= Beginning of Section =
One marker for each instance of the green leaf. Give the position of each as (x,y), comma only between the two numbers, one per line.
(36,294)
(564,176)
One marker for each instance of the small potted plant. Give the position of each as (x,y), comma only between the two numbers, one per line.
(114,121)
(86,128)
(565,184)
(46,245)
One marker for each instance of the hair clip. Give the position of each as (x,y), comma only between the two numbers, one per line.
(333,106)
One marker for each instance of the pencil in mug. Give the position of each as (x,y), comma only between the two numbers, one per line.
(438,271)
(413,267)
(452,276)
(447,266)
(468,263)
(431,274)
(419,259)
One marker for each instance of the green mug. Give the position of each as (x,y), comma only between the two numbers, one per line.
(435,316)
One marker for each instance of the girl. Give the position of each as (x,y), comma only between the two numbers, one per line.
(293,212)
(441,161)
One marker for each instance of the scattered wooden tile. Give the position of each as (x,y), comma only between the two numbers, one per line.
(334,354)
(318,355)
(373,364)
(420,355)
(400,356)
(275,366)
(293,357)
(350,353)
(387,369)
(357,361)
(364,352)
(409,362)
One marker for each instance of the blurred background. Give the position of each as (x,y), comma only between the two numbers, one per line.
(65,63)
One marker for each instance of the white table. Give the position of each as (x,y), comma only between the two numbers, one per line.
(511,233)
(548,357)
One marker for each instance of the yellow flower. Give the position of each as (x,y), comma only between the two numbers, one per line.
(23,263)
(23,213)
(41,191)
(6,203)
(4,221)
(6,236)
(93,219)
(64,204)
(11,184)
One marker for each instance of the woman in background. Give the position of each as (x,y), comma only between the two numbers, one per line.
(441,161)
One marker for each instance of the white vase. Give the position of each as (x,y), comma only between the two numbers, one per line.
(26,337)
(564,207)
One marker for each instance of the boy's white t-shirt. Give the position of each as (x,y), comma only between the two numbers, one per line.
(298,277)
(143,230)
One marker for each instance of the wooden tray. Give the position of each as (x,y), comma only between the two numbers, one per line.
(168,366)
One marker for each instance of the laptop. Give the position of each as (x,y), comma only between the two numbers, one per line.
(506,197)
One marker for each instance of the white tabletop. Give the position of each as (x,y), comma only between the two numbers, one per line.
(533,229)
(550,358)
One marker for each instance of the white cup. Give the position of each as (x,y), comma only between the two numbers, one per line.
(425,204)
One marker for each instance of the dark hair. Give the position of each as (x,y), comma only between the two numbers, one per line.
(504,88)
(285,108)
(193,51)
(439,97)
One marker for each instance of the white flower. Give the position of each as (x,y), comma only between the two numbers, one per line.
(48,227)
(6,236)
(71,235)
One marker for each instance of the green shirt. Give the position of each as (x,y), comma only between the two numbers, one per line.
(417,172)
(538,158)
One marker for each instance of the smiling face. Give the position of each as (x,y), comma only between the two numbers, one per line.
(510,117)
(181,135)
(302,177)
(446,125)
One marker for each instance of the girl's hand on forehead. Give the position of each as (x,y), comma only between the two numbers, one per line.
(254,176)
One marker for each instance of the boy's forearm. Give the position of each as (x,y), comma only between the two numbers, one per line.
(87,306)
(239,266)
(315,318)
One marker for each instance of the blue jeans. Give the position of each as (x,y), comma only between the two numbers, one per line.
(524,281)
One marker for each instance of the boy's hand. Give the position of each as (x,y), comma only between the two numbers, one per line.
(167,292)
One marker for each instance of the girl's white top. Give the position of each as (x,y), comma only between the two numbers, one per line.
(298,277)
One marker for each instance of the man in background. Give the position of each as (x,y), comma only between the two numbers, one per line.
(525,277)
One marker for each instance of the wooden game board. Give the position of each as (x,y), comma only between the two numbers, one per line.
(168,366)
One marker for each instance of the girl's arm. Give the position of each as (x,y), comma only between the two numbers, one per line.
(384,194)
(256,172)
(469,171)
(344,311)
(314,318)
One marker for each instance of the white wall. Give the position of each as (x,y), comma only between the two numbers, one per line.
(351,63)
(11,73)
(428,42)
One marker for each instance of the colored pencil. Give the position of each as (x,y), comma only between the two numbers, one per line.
= End of Section =
ABOUT THIS TASK. Output the whole listing word for word.

FINISHED TASK.
One marker for each instance of the green leaf. Give the position of each as (x,y), comma only between the two numbers, one per line.
(36,294)
(564,176)
One marker for each instance of the small potted plant. Give the position of each as (x,y), comma only between the two numbers, one per line.
(114,121)
(86,128)
(565,184)
(46,245)
One marker for each instance of the hair clip. Give the position of each as (x,y), comma only between the two numbers, one per line.
(333,106)
One marker for each instance of the pencil in mug. Give the position of each as (x,y), comma only between the two numbers, one per line.
(438,271)
(413,267)
(452,276)
(447,266)
(468,263)
(431,274)
(419,259)
One marker for each instance of the green mug. Give the position of each as (x,y), comma only between the two numbers, one per line.
(435,316)
One marker for each instance of the girl. Give the position of each as (x,y), comma only between the two numbers, one per line.
(293,212)
(441,161)
One marker for each instance of the scattered wooden tile. Give the position of each as (x,y), comma only between the two numbers, one per line.
(334,354)
(318,355)
(373,364)
(420,355)
(400,356)
(275,366)
(293,357)
(350,353)
(387,369)
(357,361)
(364,352)
(409,362)
One marker for each instance of the blurred background. Give the position of each as (x,y), comma only between the two numbers, one per line.
(65,63)
One marker for each instance of the white table. Give the position of each as (x,y), comma only between the two numbers, one per line.
(511,233)
(548,357)
One marker for each instance of the yellow flower. Give the position of each as (x,y), comma only between the two numbers, one per line.
(23,263)
(23,213)
(41,191)
(6,203)
(4,221)
(6,236)
(93,219)
(64,204)
(11,184)
One marker for each instance of the woman in background. Give the position of each as (x,y), comma only between the two numbers, one per line.
(441,161)
One marker for each instance of the white vase. Give the position of each as (x,y), comma only between the two numbers, one per line.
(26,337)
(564,207)
One marker for each instance of the boy's white t-shirt. Give the position of each as (x,y), comma only between the two numbers, one per line.
(298,277)
(143,230)
One marker for each instance of the wooden tray. Give the position of each as (x,y), comma only between the two numbers, one per line.
(168,366)
One marker for each instance of the laptop. Give the position of each as (x,y), comma only between the two numbers, one per line.
(506,197)
One marker for each instance of the white tabletop. Give the position of each as (x,y), comma only between the two numbers, one per line.
(533,229)
(550,358)
One marker for each instance of the white cup. Give the position of each as (x,y), comma only between the two numbers, one per line.
(425,204)
One marker for each instance of the dark hair. Give the position of each as (x,y), comma only between the two numbers, one per line.
(504,88)
(285,108)
(193,51)
(439,97)
One marker for each instance of the white flower. Give the position of each as (x,y), comma only between the two numbers, one per line.
(48,227)
(6,236)
(71,235)
One marker for each instance of the green shirt. Give the position of each as (x,y), comma only between the two numbers, one per line.
(417,172)
(538,158)
One marker for each instance of the smiling face. Give the position of each as (x,y), comma only between the two numbers, one per line.
(510,117)
(181,135)
(302,177)
(446,125)
One marker for each instance of the girl's hand on forehead. Give the position of each as (x,y), comma only between the two numbers, one per line.
(254,176)
One marker for each instance of the boy's forearm. Give the position of each as (x,y), comma only between the two numbers, one per line.
(87,306)
(239,266)
(315,318)
One marker for each instance of the blue jeans. Give the position of each as (x,y), comma only between the two numbers, one per line.
(524,281)
One marker for each instance of the boy's hand. Give the position of each as (x,y), comma only between the two numbers, one per line.
(167,292)
One marker for each instance of the girl's white top. Give the position of each as (x,y), comma only between the two numbers, one per line.
(298,277)
One marker for each instance of the man in background. Give the position of each as (x,y), comma only between the two numbers, one per line.
(525,277)
One marker for each instance of the wooden game board. Give the position of each as (x,y), comma only between the two numbers, one per line.
(168,366)
One marker for each instance of the girl's arm. Give the position of each as (x,y), comma only between the two numbers, one per line.
(384,194)
(256,172)
(469,171)
(344,311)
(314,318)
One marker for each instance of the white wall. Give the position of each as (x,y), comma only between the two numbers, one per line.
(351,63)
(11,73)
(428,42)
One marker for each instance of the colored pencil. Give the position of each as (x,y), comma only between the two numbers, one per line.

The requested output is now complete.